What to produce: Your response needs to be the data below, retyped exactly.

Material supplied:
# # #

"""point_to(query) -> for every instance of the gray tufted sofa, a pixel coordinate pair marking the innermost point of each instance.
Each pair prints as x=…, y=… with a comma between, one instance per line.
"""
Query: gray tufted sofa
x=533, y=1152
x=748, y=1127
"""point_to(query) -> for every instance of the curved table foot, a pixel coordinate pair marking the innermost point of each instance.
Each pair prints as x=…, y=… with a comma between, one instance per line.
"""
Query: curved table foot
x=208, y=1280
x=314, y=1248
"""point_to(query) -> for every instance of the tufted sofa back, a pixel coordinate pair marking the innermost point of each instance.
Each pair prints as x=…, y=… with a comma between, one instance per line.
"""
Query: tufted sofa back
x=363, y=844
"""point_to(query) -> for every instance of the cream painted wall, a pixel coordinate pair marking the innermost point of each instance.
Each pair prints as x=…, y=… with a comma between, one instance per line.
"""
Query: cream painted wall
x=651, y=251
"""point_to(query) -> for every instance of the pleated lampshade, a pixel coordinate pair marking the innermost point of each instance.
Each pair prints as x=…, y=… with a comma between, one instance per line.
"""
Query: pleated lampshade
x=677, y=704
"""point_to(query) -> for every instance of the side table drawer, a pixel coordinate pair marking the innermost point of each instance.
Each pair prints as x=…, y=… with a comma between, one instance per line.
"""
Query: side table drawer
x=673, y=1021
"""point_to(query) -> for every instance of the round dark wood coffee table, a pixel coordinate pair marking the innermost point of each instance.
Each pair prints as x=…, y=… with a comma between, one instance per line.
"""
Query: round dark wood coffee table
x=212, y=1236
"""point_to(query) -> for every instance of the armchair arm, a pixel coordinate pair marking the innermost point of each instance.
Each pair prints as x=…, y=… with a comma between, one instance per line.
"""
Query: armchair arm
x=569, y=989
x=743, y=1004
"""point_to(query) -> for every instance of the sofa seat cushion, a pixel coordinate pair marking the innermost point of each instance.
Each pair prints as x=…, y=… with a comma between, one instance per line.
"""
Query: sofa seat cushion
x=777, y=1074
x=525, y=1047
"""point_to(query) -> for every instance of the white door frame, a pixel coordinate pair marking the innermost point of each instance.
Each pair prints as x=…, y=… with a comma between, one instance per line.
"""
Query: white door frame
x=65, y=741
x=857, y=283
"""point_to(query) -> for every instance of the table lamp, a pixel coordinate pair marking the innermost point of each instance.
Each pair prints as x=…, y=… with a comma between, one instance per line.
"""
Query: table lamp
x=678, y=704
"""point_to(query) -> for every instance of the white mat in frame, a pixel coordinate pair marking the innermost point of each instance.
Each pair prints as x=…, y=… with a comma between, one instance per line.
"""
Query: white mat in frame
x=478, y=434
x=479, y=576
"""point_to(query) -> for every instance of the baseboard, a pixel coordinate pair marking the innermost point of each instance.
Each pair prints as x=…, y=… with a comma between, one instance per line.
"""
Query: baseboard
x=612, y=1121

# # #

Output of the exercise:
"""point_to(query) -> for every instance of the gray tufted sofa, a pixel coordinate pair marking the innermost point of each instance.
Each pair prints as x=…, y=… with a comma between, one instance per line.
"""
Query: gray tufted sofa
x=533, y=1152
x=748, y=1127
"""point_to(query) -> for every instance of the curved table foot, a pixel coordinate pair marking the innermost point of each instance.
Each pair prints as x=…, y=… with a comma between, one instance per line.
"""
Query: curved table foot
x=208, y=1280
x=314, y=1248
"""point_to(query) -> for every instance of the tufted sofa back, a pixel coordinate pair marking the innermost point of each instance.
Each pair prints as x=…, y=… with a comma between, one instance per line.
"""
Query: tufted sofa back
x=363, y=844
"""point_to(query) -> for every instance of the cream painted wall, a pixel coordinate pair marking the innermost point of each instance.
Each pair prints as x=…, y=… with a comma between, one instance per line.
"""
Query: cream painted wall
x=651, y=251
"""point_to(query) -> for every instance of the pleated lampshade, a pixel coordinate pair marking the innermost point of each instance.
Each pair prints as x=…, y=… with a comma between, one instance per line.
"""
Query: pleated lampshade
x=677, y=704
"""point_to(query) -> for every instance of the side table drawer, a pixel coordinate pair marking the innermost point of each instance.
Each pair prints as x=…, y=… with a comma between, one instance per line.
"""
Query: side table drawer
x=673, y=1021
"""point_to(query) -> for every instance of the round dark wood coffee table, a pixel coordinate pair marking the innermost point of each instance.
Each pair prints as x=…, y=… with a comma between, one instance per line.
"""
Query: round dark wood coffee table
x=212, y=1236
"""point_to(query) -> for every instance of the armchair arm, a pixel coordinate pair marking the innermost point of each instance.
Each pair prints as x=…, y=… with a comma between, one instance per line.
"""
Query: armchair arm
x=569, y=989
x=743, y=1004
"""point_to(query) -> for every instance of the sofa seat cushion, a pixel coordinate pair marking the innermost point of each instance.
Each pair prints as x=…, y=… with a comma between, one instance per line.
"""
Query: sofa seat cushion
x=777, y=1074
x=525, y=1047
"""point_to(query) -> for every instance of the white door frame, a pixel coordinate pair marking the innermost point of each instance.
Each pair prints as x=…, y=… with a comma between, one instance per line.
"""
Query: white door frame
x=65, y=741
x=857, y=283
"""point_to(query) -> for every instance of the table lamp, a pixel coordinate pair marking the innermost point of each instance.
Each pair prints as x=…, y=… with a comma between, one instance per line.
"""
Query: table lamp
x=678, y=704
"""point_to(query) -> for every instance of the white mat in frame, a pixel coordinate pair marking the innermost point of each instance.
Each pair prints as x=…, y=… with a comma between, one instance per line.
"""
Query: white mat in frame
x=478, y=434
x=479, y=576
"""point_to(query) -> for every instance of the baseboard, a pixel coordinate pair marking the innermost point of each instance.
Each pair prints as x=…, y=… with a comma between, one instance per line.
"""
Query: baseboard
x=612, y=1121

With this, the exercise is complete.